• **WHAT YOU SHOULD DO**
Rewrite all the records below, replacing "innermost" with "central" and leaving everything else unchanged. Omit the pictures from your answer.

• **INPUT ROWS**
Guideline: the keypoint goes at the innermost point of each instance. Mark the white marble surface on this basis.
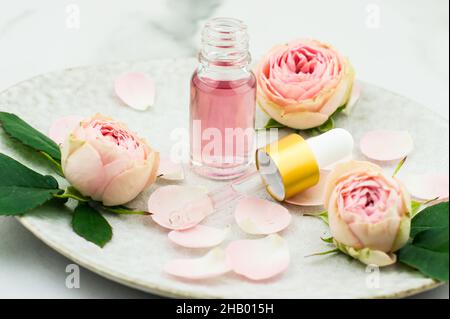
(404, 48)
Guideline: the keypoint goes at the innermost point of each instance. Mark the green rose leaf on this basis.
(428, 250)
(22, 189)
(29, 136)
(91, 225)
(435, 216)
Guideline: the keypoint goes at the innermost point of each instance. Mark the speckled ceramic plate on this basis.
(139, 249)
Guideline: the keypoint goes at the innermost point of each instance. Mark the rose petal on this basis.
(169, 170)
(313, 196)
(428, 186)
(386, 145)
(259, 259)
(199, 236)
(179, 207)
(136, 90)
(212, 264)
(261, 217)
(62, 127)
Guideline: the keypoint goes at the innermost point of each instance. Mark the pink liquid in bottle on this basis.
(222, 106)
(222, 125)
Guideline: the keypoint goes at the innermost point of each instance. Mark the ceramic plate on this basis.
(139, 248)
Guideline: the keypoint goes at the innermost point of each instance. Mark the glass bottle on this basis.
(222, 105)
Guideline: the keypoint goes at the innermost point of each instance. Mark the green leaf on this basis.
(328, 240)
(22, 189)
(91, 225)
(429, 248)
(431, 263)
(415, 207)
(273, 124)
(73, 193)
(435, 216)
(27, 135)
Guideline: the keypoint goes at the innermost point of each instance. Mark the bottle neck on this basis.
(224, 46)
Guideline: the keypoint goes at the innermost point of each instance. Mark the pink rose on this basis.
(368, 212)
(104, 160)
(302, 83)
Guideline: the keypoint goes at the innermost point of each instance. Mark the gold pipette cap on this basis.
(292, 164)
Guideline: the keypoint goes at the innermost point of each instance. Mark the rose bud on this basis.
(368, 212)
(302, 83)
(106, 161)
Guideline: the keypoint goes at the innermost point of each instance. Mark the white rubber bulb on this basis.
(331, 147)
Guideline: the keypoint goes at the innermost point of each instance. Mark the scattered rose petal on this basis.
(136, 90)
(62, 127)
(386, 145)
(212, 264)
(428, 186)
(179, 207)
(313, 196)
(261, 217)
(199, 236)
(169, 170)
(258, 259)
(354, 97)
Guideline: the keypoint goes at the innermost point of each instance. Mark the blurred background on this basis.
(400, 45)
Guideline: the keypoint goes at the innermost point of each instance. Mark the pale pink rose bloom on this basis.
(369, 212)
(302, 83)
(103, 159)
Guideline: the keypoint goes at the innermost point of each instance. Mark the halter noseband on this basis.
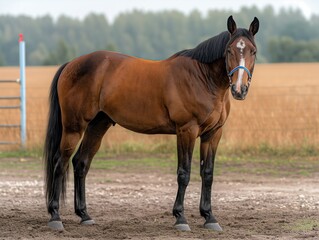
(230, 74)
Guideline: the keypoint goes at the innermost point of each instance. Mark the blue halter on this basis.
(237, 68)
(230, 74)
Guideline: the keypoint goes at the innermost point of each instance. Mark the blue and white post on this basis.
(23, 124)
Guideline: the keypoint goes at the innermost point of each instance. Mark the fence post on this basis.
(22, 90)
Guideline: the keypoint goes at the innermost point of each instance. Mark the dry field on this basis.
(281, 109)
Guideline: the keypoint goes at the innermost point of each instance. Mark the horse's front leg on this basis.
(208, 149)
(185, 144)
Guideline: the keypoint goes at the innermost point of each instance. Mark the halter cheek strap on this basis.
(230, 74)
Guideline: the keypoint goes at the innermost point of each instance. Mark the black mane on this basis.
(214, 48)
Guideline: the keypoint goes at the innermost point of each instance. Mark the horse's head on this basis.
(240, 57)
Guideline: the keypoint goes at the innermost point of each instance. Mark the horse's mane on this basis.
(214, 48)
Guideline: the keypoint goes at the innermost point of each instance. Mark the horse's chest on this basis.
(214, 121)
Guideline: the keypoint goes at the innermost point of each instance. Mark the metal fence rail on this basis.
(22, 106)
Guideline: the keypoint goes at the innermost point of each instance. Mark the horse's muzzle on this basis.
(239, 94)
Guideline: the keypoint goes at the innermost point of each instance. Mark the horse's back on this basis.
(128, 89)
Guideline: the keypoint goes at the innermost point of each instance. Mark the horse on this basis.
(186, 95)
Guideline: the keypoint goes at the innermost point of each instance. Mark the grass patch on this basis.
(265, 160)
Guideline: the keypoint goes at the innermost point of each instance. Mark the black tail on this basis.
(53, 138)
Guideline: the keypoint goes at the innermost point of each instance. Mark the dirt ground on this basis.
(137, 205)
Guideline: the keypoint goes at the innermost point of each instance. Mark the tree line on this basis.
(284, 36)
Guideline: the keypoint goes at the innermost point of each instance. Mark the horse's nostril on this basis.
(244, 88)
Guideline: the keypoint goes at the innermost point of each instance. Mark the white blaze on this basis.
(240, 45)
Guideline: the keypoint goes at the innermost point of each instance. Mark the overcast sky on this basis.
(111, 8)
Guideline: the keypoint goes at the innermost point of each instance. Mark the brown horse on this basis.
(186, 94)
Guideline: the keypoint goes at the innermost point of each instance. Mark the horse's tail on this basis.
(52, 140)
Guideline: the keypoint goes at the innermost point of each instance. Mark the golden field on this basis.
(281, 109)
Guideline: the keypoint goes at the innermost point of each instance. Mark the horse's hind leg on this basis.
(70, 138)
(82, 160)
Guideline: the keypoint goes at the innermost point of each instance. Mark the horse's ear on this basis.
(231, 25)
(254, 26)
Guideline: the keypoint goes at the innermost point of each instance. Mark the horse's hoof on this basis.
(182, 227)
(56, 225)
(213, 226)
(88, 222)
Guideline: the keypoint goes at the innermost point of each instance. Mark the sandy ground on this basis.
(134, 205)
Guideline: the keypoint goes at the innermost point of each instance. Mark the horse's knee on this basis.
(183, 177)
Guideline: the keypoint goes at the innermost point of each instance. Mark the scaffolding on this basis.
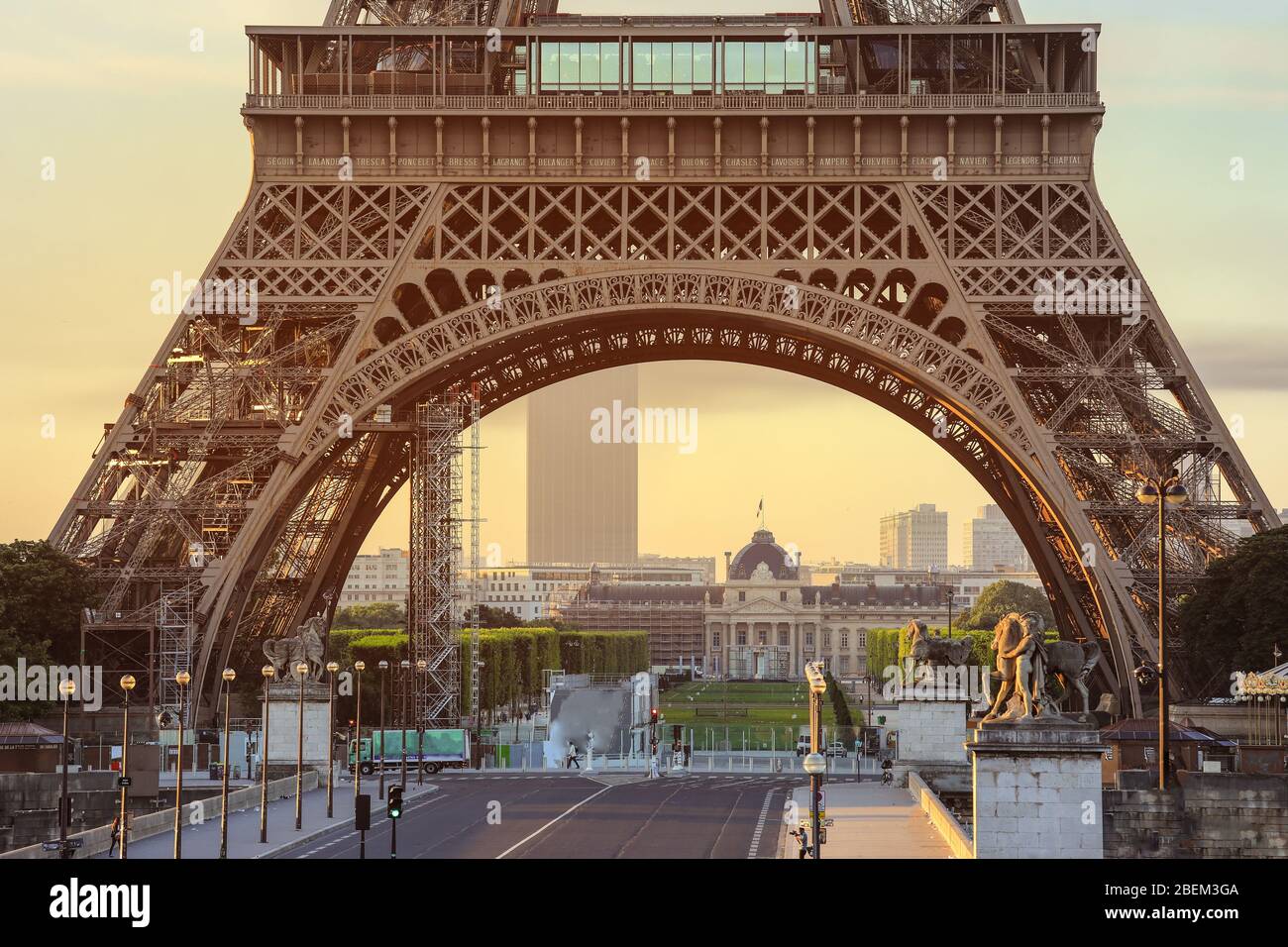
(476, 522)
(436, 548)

• **THE ANSWER**
Guideline: the keypoint goes at the central point of each instance. Mark the white marble surface on this basis.
(404, 48)
Guideline: the keypoint goes at the central point of each instance. Mark the green rose leaf on this basis.
(428, 250)
(22, 189)
(29, 136)
(91, 225)
(435, 216)
Guideline: the keypoint goes at the central point of each instance. Mark the speckled ceramic plate on this basis.
(139, 249)
Guideline: the keypoint goes at the central point of each instance. Mark the rose petal on this basis.
(169, 170)
(313, 196)
(428, 186)
(386, 145)
(259, 259)
(199, 236)
(179, 207)
(136, 90)
(212, 264)
(261, 217)
(62, 127)
Guideline: the keypoint goes at the central point of each instance. Mark the pink liquid in bottle on this basis.
(222, 106)
(222, 125)
Guideline: the keypoint goes at the central point of each instance. Mark the ceramic plate on this basis.
(139, 248)
Guideline: the keypoint goes at the central point of each instance. Mark the glass bottle on this basis.
(222, 105)
Guideline: the keypoint goes at the central point of each instance. Mark the green leaf on this basis.
(328, 240)
(22, 189)
(91, 225)
(429, 248)
(431, 263)
(415, 207)
(273, 124)
(73, 193)
(435, 216)
(27, 135)
Guideline: the keypoint goes at the central point of each instance. Mark the bottle neck on this basis.
(224, 46)
Guideline: the keypoint goes at the central point of each instance. Mark the pink rose on this basis.
(368, 212)
(104, 160)
(302, 83)
Guideline: the keypoint goes at the central point of each instance. Mark the gold pipette cap on this basis.
(292, 164)
Guideline: the keypoint goes at the central point of each instance. Mark the rose bud on this basis.
(368, 212)
(302, 83)
(106, 161)
Guideline: the keypoint goes at the central point of each instance. Mark the white rubber bulb on this basis.
(331, 147)
Guideline: the keypoint goes at the central point of each instance. Mark the scattered rose petal on this basis.
(136, 90)
(62, 127)
(386, 145)
(212, 264)
(428, 186)
(179, 207)
(313, 196)
(261, 217)
(199, 236)
(169, 170)
(258, 259)
(354, 97)
Guideline: the keypoint goes at the central point of each instance. Mark the blurred background on this basis.
(400, 45)
Guideline: the keypoint goes at the central point of each instance. Mark the pale pink rose bloom on this basis.
(369, 212)
(302, 83)
(103, 159)
Guideline: the keypoint goes at the central point of each instance. Mark the halter noseband on this basis.
(230, 74)
Guideline: the keypoint goes at the central point of each instance. Mark the blue halter on this basis.
(237, 68)
(230, 74)
Guideline: the keypoint goes at the central point of each instance. Mark the blue and white post on this basis.
(23, 124)
Guideline: the keypoint goes at the central point of each instance. Mark the fence post on this basis.
(22, 90)
Guideline: the keypoint goes at the central point of each instance. Mark the dry field on this basis.
(281, 109)
Guideline: the keypoint goes at the central point of each instance. Mark the horse's front leg on this basis.
(208, 149)
(185, 144)
Guideline: the keypoint goes at the central point of each instance. Mark the halter cheek strap on this basis.
(230, 74)
Guideline: the keypoint goes at the central point of each instance. Mark the black mane on this basis.
(214, 48)
Guideline: the keypoint goes at the central point of each instance. Mark the horse's head on this basis.
(240, 57)
Guideline: the keypoint goes at the central point of each instance. Mark the horse's mane on this basis.
(214, 48)
Guideline: the keypoint goes at the central point of each instance. Mark the horse's chest on this basis.
(214, 121)
Guideline: the keypoint goes at the central point of each instance. Mark the metal fence rail on this basis.
(22, 106)
Guideline: the keypoint goes at the central point of each instance. Mark the horse's muzzle on this basis.
(239, 94)
Guideline: the keypoint goes at the central point of each instance. Mark the horse's back on this basis.
(128, 89)
Guideline: the keypoint goes at the central point of each instance. Mark the horse on this basis.
(186, 95)
Guideline: the keypoint goes at the central point of each instance. Mark the grass patch on this basis.
(265, 160)
Guideline: the keypoint goes at the central point of each instance. Mark the black tail on this basis.
(53, 138)
Guideline: the keypoint goes at the central point of each instance. Mark the dirt ground on this basis.
(137, 205)
Guideline: the keypoint goes at the central point of each instance. Mark the tree line on this basis.
(284, 36)
Guideline: the keypoint goes at the central point of each instance. Mark the horse's nostril on this basis.
(244, 88)
Guideline: the keypoint goes at the central point of each instance. Mark the white blaze on this basis.
(240, 45)
Guideline: the keypoint goes at the central point of each instance. Mark the overcast sky on this basis.
(111, 8)
Guideline: the keypoint goes at the central point of each instance. Mark the brown horse on this basis.
(186, 94)
Guideline: the keypoint goes at the central point of each instance. Mark the horse's tail on this basis.
(52, 140)
Guideline: the keypoint goes at the central point of each instance. Mark the golden field on this basis.
(281, 109)
Guideline: the keypoint goes at the central point of each instance. Mark the horse's hind leg on this basis.
(70, 138)
(82, 160)
Guideline: the keypoint goes at the central point of each instance. Mark the horse's ear on this basis.
(231, 25)
(254, 26)
Guideline: the keypoint goes at the central point of each instance. Mark the horse's hoof on this basis.
(182, 227)
(56, 225)
(213, 226)
(88, 222)
Guideline: the keypoint goes at the central point of each instance. Mark the sandy ground on this basis.
(134, 205)
Guideline: the keypoint goes at the central point of each instance. Mark the horse's knee on this basis.
(183, 177)
Guideline: the keypoint goes at the central point of each instance. Mark the scaffolding on this basis.
(476, 522)
(436, 548)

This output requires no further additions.